◆ **TASK OBJECTIVE**
Quote the records below word for word, from the line that contains "the green sepal" through the last line of the records, including both of these lines.

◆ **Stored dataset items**
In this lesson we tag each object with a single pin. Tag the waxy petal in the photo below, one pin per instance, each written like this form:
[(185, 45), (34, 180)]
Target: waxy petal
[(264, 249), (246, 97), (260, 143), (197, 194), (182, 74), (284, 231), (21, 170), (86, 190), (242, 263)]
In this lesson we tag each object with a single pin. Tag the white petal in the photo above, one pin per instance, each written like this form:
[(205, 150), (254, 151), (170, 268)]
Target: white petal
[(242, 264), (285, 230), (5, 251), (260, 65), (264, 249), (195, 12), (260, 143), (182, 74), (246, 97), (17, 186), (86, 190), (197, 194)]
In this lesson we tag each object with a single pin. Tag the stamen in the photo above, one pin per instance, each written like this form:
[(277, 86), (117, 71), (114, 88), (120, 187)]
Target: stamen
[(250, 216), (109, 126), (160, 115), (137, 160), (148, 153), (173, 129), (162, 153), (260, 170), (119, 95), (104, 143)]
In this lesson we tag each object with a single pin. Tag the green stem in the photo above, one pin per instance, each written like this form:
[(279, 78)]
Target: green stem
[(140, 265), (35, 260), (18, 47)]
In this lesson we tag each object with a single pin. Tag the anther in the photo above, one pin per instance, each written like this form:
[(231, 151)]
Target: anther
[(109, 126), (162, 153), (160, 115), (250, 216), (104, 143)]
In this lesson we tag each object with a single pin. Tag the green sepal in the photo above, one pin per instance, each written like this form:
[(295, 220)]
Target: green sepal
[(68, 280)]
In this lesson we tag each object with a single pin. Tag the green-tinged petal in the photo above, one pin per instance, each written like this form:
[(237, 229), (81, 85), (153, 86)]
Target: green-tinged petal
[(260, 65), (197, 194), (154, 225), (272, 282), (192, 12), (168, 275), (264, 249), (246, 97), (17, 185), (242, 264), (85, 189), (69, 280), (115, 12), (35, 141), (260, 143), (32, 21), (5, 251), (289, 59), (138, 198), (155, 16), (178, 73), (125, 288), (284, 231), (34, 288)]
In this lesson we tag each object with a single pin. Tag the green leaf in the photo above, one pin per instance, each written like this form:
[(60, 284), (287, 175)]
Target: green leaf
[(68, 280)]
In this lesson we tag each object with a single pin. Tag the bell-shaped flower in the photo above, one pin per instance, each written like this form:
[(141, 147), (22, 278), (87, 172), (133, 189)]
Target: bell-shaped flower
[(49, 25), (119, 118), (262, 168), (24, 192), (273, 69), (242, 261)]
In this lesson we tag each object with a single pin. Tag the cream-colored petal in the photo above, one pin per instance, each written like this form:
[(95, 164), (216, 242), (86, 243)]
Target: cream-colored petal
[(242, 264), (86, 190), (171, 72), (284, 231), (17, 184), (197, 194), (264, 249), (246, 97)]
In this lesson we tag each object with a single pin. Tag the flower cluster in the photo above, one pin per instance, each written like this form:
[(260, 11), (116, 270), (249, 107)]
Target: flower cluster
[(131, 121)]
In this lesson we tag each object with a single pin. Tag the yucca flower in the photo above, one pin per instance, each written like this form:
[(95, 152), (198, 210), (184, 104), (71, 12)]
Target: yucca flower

◆ **EXPECTED ANSWER**
In this lesson we tag each object with a single pin. Tag the green sepal in the photo above, one pin per instance, each written like this form:
[(295, 220)]
Target: green sepal
[(68, 280)]
In this lesson we tag each object with a single pin. Tag the green-tinged petal in the photo above, one pin per instance, each written like this form:
[(237, 229), (81, 85), (153, 86)]
Target: green-tinged petal
[(260, 65), (197, 194), (154, 225), (272, 282), (192, 12), (168, 275), (264, 249), (246, 97), (17, 185), (242, 264), (85, 189), (69, 280), (115, 12), (35, 141), (260, 143), (32, 21), (5, 251), (289, 59), (138, 198), (155, 16), (178, 73), (125, 288), (284, 231), (34, 288)]
In this lesson we tag each object with a single pin. Tag the green leaf in the photo above, one pin per instance, each written like this form:
[(60, 284), (287, 175)]
Target: green leaf
[(68, 280)]
In this lesson we tag each object with a single pin. Tag the bell-shaped flower in the photo above, one pin per instance, each written like this form:
[(141, 147), (22, 278), (87, 172), (133, 189)]
Target: bell-shaped flower
[(49, 25), (119, 118), (262, 168), (24, 192), (273, 69), (242, 261)]
In this lesson we tag each object with a single pin. Tag the cream-colored petal in the photo above, one pin per instance, each written like this form:
[(95, 164), (216, 242), (86, 243)]
Target: cream-colored petal
[(242, 264), (86, 190), (171, 72), (284, 231), (17, 184), (197, 194), (264, 249), (246, 97)]
In this lesson we tag each object with a single pin. Tag the flower cluster in the photo above, one pin per instance, each written like this form:
[(260, 11), (116, 270), (249, 107)]
Target: flower cluster
[(131, 121)]
In this lesson we tag each object with a single pin. Tag the yucca flower in the photo above, one pin per instance, each written like this form:
[(95, 152), (198, 210), (184, 104), (71, 12)]
Target: yucca flower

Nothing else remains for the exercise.